[WORK TO COMPLETE]:
From the school disco passage, return the stretch starting with "But by the time" and going on through "make an example.", word for word.

[READING PASSAGE]:

This is going to be a very strange evening. Memories of drinking 14 cans of fizzy pop in two and a half hours; Rod Stewart’s ‘Sailing’ and a stolen moment with Emily Tangent behind a Nissen Hut in a Borders backwater fill my head.

I have just dropped off the eldest child (12) at his first disco which doesn’t involve jelly and ice cream. I am filled with all sorts of dark thoughts. What if he’s offered crack cocaine? Or even worse, the buffet only has turkey twizzlers? Can he beat 14 cans? How much Um Bongo can a child take before being rushed to A&E? Will the youthful hormones turn the screaming little oiks into a giddy mix of lord knows what and we’ll be choosing pink or blue and a nice hat in nine months time?

It’s OK though, It’s an official school event. So that’s all right then. Panic over. The teachers will be armed with cattleprods patrolling dark corners and the loos clipping adolescents round the ear if there’s any nonsense. Hang on though. I’ve just seen the two teachers go in. They are young and tanned. I think they may be an item. I fear the worst. Will their minds be on the job? 

And what about the vexed question of where to park.  Not for the first time I wonder how I can fill two and a half hours on a wet evening in Teesdale. Should I stay in the car park and wait? I’d have hated that. And these days what with stalking cases involving middle-aged men on the increase I may be arrested in a well planned Police raid after an anonymous call from inside the Hall. As I drive away in the squad car I see my eldest smiling and waving. Charming.

 But by the time I drive home it’ll be time to come back again. Maybe I’ll hover in a lay-by along the road and watch something on my laptop. That is also a terrible idea. I fear magistrates would want to make an example.

 The children eventually emerge and are high on….well…nothing but natural excitement. It’s a rare opportunity to be free of parents; school routines; homework and brothers and sisters. Dress code would appear from where I am sitting to be a tantalising mix of branded leisure chic meets Hannah Montana. A heady combination of teenage static; aftershave and exotic perfumes fill the air. I should be appalled. I am of course fantastically jealous. 

 In August 1976 I made my public debut on a dancefloor. Not wanting to become a grandmother too early in life mum had fitted the standard anti- female deterrents: tanktop,  elastic tie and bell bottoms which were hanging at what fashionistas would describe as “half-mast”. I was an irresistible hunk of lovin’.  But of course the disco fell along the usual lines- boys at one end throwing soggy Wotsits at each other, the girls at the other pointing at my trousers and giggling. And so the night passed.

Must go….. I can see movement in the bushes. My God it’s the teachers. Where’s my cattleprod?

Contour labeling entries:
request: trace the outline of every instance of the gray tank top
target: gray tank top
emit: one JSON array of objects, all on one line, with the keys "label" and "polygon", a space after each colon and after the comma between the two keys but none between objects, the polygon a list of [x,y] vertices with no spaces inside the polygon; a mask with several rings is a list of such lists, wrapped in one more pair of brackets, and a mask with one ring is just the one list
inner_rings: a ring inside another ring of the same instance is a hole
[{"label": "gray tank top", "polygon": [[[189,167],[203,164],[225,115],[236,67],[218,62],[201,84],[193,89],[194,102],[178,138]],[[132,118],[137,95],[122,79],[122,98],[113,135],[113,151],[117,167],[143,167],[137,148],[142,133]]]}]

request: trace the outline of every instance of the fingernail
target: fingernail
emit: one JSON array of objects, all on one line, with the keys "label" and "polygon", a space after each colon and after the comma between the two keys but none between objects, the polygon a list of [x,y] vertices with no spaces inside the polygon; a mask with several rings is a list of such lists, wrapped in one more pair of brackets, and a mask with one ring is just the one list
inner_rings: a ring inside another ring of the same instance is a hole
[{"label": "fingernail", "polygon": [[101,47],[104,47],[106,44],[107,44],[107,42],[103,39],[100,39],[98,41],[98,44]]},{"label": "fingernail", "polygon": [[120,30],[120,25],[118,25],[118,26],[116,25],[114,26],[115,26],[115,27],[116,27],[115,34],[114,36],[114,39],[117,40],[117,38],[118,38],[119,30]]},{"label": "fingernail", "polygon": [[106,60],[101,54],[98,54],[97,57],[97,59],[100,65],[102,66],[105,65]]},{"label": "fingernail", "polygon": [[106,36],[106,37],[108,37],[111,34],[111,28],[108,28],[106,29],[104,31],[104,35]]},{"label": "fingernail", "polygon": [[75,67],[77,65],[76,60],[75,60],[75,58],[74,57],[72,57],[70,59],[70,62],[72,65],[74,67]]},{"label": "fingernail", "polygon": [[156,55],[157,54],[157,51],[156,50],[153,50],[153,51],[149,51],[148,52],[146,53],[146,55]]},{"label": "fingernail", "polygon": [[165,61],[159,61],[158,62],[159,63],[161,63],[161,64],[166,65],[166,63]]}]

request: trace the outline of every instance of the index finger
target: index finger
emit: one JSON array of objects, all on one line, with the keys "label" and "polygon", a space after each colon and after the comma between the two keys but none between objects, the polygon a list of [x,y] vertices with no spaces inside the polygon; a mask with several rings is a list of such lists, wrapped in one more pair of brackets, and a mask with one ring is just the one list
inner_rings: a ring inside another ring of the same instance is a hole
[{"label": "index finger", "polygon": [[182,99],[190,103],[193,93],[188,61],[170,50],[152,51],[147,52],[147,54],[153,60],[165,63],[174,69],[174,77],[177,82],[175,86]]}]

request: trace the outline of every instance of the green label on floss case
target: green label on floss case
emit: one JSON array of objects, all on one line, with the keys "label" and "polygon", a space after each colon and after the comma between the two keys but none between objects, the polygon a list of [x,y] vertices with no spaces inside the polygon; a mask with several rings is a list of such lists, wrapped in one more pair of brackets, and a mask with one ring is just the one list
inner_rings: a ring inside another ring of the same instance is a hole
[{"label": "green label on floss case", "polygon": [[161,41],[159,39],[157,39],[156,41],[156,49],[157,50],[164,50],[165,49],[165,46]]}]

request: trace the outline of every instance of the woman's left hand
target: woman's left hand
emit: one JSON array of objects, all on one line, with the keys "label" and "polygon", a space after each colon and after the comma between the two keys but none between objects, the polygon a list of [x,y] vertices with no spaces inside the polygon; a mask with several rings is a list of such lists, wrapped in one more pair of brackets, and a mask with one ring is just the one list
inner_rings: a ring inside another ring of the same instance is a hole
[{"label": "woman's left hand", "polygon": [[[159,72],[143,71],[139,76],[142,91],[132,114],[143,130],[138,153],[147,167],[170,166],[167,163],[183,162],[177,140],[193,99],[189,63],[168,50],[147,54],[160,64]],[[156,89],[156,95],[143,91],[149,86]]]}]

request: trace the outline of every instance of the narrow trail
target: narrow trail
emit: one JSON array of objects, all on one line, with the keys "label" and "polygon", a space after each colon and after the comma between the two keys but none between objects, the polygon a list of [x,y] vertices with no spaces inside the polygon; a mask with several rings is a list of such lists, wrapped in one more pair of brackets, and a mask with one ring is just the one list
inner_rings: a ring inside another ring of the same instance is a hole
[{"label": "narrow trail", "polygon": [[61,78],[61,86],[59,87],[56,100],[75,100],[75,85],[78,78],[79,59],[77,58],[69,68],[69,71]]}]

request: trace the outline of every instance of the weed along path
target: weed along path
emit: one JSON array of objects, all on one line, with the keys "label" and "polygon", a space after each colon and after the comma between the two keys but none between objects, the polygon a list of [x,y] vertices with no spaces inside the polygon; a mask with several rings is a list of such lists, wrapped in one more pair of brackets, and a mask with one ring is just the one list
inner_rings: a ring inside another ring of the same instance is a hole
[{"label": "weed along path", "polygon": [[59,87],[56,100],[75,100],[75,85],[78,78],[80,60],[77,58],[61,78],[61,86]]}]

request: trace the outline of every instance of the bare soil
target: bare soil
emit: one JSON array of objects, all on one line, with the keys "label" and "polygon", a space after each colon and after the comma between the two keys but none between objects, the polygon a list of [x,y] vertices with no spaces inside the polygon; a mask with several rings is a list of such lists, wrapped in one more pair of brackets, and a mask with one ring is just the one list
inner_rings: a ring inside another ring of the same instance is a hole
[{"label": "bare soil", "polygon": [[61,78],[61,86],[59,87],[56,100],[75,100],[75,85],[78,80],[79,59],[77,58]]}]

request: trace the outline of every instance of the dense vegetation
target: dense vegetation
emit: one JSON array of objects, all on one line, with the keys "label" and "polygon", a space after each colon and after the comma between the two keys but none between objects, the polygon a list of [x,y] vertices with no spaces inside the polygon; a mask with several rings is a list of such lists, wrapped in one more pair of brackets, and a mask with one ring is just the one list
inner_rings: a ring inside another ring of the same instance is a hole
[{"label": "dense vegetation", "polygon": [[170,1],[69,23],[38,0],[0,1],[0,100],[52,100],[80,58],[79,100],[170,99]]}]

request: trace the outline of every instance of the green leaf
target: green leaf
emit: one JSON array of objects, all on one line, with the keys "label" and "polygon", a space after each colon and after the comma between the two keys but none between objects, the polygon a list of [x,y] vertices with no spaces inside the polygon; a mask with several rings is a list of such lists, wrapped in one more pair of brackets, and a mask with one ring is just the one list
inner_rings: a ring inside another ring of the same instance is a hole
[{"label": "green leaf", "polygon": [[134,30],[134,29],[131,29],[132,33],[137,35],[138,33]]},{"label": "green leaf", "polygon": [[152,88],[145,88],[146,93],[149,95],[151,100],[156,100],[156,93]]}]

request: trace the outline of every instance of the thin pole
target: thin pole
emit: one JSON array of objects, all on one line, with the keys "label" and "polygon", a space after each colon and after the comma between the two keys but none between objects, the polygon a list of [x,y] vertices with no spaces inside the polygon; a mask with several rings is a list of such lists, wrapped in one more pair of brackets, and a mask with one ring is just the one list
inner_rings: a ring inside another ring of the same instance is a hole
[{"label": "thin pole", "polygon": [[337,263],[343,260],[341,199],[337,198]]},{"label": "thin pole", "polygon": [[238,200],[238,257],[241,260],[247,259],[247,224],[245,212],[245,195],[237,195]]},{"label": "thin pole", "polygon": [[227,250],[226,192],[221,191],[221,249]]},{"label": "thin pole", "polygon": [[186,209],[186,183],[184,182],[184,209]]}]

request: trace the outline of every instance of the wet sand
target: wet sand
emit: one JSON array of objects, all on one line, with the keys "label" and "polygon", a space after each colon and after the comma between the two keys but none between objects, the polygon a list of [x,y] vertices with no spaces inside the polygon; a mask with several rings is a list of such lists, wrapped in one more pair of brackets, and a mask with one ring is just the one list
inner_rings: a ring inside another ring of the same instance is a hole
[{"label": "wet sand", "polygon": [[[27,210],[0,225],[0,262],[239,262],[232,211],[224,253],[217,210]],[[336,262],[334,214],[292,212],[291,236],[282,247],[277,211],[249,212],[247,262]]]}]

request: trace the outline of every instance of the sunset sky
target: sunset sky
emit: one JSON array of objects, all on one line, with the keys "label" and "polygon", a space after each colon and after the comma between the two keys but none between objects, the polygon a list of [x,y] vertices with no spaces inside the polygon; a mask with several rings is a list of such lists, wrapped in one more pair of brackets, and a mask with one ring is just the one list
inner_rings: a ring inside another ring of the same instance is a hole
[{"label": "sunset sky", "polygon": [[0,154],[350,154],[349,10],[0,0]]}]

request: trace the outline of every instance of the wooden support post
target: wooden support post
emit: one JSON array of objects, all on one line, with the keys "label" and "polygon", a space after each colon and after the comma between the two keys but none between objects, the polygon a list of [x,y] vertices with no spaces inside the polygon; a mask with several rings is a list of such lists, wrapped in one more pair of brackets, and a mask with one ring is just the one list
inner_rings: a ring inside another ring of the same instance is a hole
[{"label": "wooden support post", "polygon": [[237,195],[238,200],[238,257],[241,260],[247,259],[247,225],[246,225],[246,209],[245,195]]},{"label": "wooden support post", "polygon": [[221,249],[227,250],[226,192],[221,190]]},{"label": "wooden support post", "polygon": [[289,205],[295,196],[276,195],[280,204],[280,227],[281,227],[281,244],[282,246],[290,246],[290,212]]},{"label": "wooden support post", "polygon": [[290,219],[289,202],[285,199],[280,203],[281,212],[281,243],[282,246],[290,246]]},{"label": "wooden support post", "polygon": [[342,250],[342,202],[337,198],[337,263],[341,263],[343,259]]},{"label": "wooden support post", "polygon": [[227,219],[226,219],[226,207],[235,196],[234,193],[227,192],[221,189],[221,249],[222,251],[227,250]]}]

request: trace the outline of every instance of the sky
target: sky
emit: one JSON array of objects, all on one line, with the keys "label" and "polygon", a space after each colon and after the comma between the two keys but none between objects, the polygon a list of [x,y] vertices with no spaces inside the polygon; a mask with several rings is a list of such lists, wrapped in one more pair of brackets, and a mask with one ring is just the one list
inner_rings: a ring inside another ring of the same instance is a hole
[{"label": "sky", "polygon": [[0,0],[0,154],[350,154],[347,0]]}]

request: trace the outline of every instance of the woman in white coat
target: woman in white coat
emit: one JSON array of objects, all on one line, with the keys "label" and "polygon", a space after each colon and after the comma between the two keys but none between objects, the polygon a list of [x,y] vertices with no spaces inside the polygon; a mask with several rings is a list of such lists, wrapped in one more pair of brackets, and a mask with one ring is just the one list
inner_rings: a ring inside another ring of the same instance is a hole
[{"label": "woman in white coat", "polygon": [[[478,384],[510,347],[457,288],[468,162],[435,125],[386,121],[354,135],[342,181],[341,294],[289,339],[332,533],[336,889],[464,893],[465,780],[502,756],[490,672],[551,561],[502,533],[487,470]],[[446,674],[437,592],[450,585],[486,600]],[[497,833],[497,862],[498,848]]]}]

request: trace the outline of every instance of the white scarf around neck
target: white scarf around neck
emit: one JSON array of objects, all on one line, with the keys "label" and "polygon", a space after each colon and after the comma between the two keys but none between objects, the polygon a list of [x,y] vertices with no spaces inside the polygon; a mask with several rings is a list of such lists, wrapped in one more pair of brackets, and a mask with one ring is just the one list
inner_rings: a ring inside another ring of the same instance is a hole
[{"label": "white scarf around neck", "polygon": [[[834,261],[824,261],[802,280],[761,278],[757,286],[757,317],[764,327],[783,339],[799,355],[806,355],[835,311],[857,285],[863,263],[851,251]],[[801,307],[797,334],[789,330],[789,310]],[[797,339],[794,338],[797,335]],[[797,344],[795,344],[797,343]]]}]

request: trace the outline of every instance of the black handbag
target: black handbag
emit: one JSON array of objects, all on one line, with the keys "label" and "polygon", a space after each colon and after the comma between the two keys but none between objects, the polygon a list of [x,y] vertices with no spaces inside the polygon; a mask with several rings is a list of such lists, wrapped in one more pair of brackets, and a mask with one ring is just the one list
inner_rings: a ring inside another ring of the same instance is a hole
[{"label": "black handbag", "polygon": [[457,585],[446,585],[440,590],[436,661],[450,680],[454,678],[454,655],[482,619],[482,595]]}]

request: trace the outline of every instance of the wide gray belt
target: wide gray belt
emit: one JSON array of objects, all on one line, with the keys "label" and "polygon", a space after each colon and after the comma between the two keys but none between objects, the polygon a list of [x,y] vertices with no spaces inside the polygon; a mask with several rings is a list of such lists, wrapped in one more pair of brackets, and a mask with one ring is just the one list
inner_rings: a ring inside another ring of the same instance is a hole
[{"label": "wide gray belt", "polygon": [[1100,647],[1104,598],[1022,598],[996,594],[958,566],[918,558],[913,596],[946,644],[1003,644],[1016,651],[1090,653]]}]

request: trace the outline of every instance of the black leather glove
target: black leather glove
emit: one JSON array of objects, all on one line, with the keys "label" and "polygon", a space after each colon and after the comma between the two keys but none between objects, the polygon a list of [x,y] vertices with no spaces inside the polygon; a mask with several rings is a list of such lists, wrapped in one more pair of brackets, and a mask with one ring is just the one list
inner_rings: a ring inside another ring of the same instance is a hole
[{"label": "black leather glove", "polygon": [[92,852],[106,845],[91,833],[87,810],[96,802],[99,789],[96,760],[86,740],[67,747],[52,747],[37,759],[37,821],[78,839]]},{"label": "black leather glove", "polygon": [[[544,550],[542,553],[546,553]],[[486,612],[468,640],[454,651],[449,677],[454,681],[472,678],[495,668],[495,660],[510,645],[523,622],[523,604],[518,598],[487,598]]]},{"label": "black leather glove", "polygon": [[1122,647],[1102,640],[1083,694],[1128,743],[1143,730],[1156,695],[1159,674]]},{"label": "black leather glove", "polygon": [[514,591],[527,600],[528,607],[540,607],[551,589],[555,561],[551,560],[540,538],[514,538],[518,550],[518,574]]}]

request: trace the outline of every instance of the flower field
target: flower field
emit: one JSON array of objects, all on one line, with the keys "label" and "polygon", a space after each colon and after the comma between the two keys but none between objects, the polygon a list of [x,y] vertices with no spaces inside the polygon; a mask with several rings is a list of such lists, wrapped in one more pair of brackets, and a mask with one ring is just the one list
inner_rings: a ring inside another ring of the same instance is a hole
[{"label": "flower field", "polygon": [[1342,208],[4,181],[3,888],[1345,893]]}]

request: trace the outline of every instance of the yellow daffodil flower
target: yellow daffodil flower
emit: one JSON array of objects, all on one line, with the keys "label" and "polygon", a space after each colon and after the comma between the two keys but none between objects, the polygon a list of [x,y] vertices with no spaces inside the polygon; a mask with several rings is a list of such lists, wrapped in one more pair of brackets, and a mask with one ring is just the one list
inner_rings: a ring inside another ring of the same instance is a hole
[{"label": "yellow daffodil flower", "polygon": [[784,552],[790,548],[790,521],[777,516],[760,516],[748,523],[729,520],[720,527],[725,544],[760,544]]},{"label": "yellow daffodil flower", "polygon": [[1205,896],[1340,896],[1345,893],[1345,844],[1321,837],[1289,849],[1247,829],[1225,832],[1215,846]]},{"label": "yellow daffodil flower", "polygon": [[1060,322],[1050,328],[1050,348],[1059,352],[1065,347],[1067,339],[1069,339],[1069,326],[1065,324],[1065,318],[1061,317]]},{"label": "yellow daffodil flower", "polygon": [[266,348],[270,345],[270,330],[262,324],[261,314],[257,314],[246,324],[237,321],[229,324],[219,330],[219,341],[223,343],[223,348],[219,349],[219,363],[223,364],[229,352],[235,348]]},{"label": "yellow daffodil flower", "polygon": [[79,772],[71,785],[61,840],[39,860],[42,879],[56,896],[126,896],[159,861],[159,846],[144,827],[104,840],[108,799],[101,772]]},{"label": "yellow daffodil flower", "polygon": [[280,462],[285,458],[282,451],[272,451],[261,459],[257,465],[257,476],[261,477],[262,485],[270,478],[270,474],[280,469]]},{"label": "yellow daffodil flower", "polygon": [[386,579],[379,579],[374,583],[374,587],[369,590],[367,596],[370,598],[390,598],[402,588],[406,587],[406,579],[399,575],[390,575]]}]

[EXERCISE RESULT]:
But by the time I drive home it’ll be time to come back again. Maybe I’ll hover in a lay-by along the road and watch something on my laptop. That is also a terrible idea. I fear magistrates would want to make an example.